--- BEGIN Listed records ---

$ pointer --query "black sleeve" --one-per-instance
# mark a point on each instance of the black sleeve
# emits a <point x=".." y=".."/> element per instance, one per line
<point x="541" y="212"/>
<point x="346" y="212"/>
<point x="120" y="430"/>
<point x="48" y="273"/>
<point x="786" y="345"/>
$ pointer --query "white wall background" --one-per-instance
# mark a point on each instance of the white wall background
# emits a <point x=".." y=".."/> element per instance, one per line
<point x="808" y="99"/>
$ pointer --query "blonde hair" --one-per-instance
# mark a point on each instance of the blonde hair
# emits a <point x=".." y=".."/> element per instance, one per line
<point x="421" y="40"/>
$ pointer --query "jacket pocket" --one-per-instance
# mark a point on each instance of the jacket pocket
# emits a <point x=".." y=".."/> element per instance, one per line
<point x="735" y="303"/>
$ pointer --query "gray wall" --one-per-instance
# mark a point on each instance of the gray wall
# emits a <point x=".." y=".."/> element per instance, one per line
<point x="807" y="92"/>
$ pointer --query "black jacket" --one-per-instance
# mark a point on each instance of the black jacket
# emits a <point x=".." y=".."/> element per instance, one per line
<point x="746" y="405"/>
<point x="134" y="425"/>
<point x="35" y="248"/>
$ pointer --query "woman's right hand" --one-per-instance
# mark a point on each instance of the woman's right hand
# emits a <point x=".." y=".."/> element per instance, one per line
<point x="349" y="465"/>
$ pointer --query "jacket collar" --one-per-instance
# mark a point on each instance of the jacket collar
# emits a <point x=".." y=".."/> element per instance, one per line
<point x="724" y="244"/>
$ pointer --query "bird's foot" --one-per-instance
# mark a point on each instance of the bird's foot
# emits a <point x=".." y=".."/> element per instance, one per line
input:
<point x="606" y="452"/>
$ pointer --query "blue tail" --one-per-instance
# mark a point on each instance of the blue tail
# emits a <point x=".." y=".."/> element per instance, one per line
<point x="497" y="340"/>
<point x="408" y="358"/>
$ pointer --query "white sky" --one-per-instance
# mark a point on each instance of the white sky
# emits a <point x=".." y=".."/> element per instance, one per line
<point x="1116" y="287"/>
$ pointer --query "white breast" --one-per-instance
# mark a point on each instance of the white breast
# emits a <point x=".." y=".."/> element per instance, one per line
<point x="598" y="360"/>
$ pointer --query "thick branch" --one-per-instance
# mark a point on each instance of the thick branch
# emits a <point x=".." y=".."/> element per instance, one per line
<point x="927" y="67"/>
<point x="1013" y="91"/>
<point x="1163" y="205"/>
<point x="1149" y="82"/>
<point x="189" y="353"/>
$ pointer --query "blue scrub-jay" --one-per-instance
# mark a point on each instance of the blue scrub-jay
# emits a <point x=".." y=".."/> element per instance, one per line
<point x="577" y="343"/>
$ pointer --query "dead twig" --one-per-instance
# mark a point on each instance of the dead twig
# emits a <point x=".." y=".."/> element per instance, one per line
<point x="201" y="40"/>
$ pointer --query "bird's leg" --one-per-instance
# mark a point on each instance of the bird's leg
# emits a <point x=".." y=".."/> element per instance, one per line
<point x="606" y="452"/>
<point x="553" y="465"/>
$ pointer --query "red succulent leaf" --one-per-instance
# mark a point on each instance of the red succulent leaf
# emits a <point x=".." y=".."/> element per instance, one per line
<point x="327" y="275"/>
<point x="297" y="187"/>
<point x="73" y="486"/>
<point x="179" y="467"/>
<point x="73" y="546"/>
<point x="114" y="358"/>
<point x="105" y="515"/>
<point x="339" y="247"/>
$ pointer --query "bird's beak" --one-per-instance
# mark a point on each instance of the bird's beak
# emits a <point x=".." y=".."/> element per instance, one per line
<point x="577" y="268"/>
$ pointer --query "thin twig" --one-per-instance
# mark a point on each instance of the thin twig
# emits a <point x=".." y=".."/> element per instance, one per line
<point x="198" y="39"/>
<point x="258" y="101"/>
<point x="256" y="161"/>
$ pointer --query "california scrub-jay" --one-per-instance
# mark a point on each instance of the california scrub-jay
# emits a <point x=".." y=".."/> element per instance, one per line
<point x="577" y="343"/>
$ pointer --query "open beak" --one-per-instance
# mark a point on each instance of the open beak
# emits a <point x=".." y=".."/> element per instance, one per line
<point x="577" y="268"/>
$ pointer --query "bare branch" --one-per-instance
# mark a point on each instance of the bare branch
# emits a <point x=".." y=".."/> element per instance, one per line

--- END Listed records ---

Write out the full set of records exactly as given.

=== Task result ===
$ pointer --query "black sleeve" --one-per-instance
# mark a point on each instance of the black sleeve
# emits a <point x=".." y=".."/> element per instance, one per line
<point x="541" y="212"/>
<point x="346" y="212"/>
<point x="120" y="430"/>
<point x="48" y="273"/>
<point x="786" y="345"/>
$ pointer --query "white wall background" --one-per-instance
# mark a point on each instance of the white wall background
# emits a <point x=".." y=".."/> element per instance, one per line
<point x="808" y="99"/>
$ pointer --query "blonde hair" --one-per-instance
# mark a point on each instance of the blonde hair
# emits a <point x=".." y=".."/> element per instance, one per line
<point x="421" y="40"/>
$ pointer --query "jacket pocket" --one-per-instance
# mark a point on each instance of the jacket pocket
# emits a <point x=".." y=".."/> element per instance, one per line
<point x="735" y="303"/>
$ pointer --query "gray wall" --one-per-instance
# mark a point on each instance of the gray wall
# emits a <point x=".." y=".."/> element per instance, one per line
<point x="807" y="92"/>
$ pointer --query "black jacket" --one-per-instance
# mark a point on each instance of the black jacket
# emits a <point x=".." y=".."/> element per instance, one per line
<point x="746" y="405"/>
<point x="134" y="425"/>
<point x="35" y="248"/>
$ pointer --query "woman's right hand" --one-per-instance
# mark a point on each instance of the woman's right hand
# emits a <point x=".." y=".."/> element per instance, one per line
<point x="349" y="465"/>
$ pointer --query "jacket collar" --one-per-instance
# mark a point on each instance of the jacket collar
# emits a <point x=".." y=".."/> element per instance, one per line
<point x="724" y="244"/>
$ pointer --query "bird's foot" --one-per-instance
# mark a point on each instance of the bird's foot
# emits a <point x=".." y=".."/> element per instance, one per line
input:
<point x="606" y="452"/>
$ pointer --query "blue tail" --one-per-instance
# mark a point on each instance of the blue tail
# emits a <point x=".." y=".."/> element per instance, one per line
<point x="497" y="340"/>
<point x="408" y="358"/>
$ pointer --query "white sky" --one-per-instance
# mark a point on each instance of the white sky
# emits a <point x=".." y=".."/> element per instance, one per line
<point x="1116" y="287"/>
$ pointer --query "white breast" --one-per-instance
# mark a point on each instance of the white breast
# emits a <point x=".." y=".."/> element per instance, one per line
<point x="598" y="360"/>
$ pointer --query "thick branch" --one-per-instance
# mark a point on each instance of the thick branch
# emits a <point x=".." y=".."/> element per instance, one per line
<point x="927" y="67"/>
<point x="1013" y="91"/>
<point x="1163" y="205"/>
<point x="1149" y="82"/>
<point x="189" y="353"/>
$ pointer --query "blue scrub-jay" --one-per-instance
# mark a point on each instance of the blue scrub-jay
# emits a <point x=".." y=".."/> element per instance, one per line
<point x="577" y="343"/>
$ pointer --query "dead twig" --one-per-instance
# mark a point on each instance of the dead twig
# emits a <point x=".." y=".."/> element per instance, one per line
<point x="201" y="40"/>
$ pointer --query "bird's leg" --one-per-instance
# mark a point on each instance of the bird's leg
# emits a <point x=".." y=".."/> element per instance, one per line
<point x="606" y="452"/>
<point x="553" y="465"/>
$ pointer --query "red succulent leaf" --one-per-instance
# mark a point on each instance of the red succulent leaf
# emits a <point x=".." y=".."/> element per instance, one per line
<point x="327" y="275"/>
<point x="297" y="187"/>
<point x="73" y="486"/>
<point x="179" y="467"/>
<point x="73" y="546"/>
<point x="114" y="358"/>
<point x="105" y="515"/>
<point x="339" y="247"/>
$ pointer --query "bird's beak" --one-per-instance
# mark a point on each instance of the bird's beak
# emits a <point x=".." y=".."/> element per instance, one per line
<point x="577" y="268"/>
$ pointer --query "thin twig" --one-per-instance
# mark a point on each instance of the thin twig
# emits a <point x=".." y=".."/> element per instance, one per line
<point x="198" y="39"/>
<point x="258" y="101"/>
<point x="256" y="161"/>
$ pointer --query "california scrub-jay" --one-per-instance
# mark a point on each instance of the california scrub-jay
# emits a <point x=".." y=".."/> element per instance, one per line
<point x="577" y="343"/>
$ pointer --query "open beak" --one-per-instance
# mark a point on each instance of the open beak
# emits a <point x=".." y=".."/> element per instance, one per line
<point x="577" y="268"/>
$ pointer --query "bare branch" --one-per-instance
# mark a point on each instance of the bare branch
# emits a <point x=".." y=".."/> element per instance, one per line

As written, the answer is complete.